[Excerpts of location labeling data]
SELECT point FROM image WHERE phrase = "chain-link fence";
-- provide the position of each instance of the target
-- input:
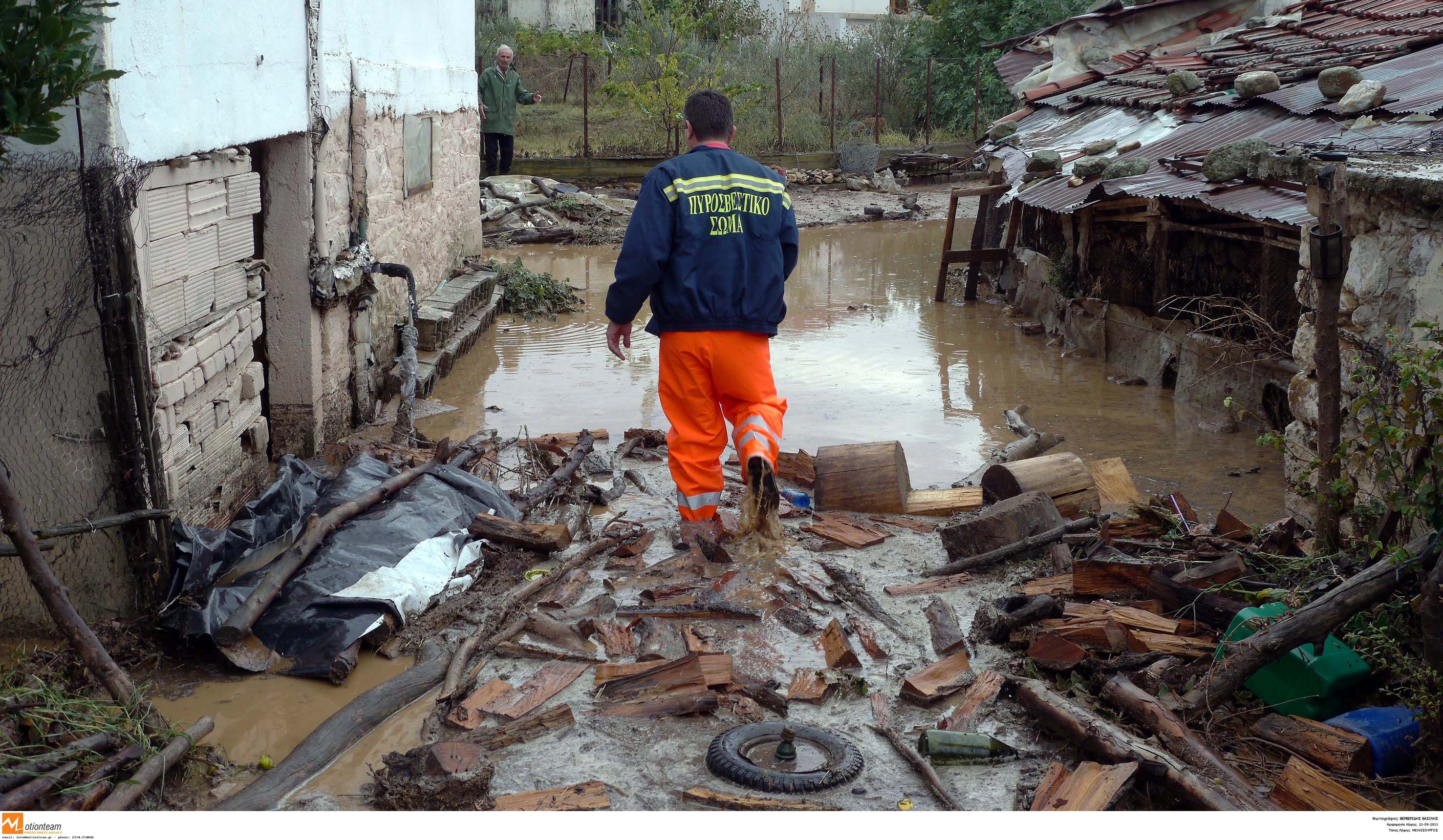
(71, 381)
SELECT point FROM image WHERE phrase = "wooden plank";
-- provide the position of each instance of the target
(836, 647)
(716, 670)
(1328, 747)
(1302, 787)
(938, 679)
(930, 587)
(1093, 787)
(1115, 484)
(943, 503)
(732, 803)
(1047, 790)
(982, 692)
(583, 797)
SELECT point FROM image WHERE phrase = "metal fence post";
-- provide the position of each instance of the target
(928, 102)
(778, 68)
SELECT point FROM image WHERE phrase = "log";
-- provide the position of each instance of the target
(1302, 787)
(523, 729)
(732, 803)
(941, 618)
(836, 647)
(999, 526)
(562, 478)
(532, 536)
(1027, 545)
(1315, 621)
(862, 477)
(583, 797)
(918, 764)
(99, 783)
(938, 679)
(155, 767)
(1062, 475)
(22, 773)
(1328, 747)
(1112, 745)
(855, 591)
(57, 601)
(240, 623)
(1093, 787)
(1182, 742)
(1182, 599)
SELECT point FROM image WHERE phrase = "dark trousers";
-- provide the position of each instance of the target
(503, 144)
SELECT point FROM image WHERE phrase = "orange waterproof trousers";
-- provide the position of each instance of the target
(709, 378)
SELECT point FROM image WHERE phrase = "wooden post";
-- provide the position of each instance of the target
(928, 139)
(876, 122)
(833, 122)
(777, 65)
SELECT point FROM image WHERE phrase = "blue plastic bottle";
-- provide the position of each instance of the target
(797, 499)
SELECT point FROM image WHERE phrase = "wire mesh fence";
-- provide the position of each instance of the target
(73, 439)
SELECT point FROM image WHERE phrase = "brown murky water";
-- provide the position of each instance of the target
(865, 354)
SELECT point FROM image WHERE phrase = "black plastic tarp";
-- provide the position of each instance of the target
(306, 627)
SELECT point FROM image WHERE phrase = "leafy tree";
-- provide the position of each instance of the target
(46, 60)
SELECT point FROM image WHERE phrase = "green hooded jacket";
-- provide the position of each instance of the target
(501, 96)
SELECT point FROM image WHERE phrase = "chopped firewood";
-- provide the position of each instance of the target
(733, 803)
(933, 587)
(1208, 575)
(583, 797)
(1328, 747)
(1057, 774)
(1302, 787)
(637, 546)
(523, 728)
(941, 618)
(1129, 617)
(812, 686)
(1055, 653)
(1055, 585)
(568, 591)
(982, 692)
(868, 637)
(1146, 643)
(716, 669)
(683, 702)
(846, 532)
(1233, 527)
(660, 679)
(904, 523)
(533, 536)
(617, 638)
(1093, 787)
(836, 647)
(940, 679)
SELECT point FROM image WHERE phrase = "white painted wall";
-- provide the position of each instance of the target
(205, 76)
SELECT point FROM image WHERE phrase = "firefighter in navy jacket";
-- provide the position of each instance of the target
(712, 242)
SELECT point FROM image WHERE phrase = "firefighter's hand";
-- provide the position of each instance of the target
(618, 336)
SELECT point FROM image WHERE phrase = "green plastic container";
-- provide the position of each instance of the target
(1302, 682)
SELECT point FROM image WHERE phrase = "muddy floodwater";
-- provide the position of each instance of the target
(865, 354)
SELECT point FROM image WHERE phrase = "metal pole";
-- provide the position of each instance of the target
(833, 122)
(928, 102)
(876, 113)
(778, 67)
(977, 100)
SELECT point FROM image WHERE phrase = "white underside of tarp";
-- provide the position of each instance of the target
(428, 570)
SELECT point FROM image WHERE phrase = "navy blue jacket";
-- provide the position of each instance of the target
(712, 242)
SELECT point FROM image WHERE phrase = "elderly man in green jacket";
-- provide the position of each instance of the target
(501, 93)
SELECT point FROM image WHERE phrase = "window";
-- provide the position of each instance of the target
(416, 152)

> [Directions] Return the lines above, from the one containing "man in green" to the end, exactly as they stand.

> [Answer to this task]
SELECT point FROM image WHERE phrase = "elderly man in green jacket";
-- provide the position of each instance of the target
(501, 93)
SELECT point FROM image WHERE phrase = "window";
-- provide the position of each instance of the target
(416, 152)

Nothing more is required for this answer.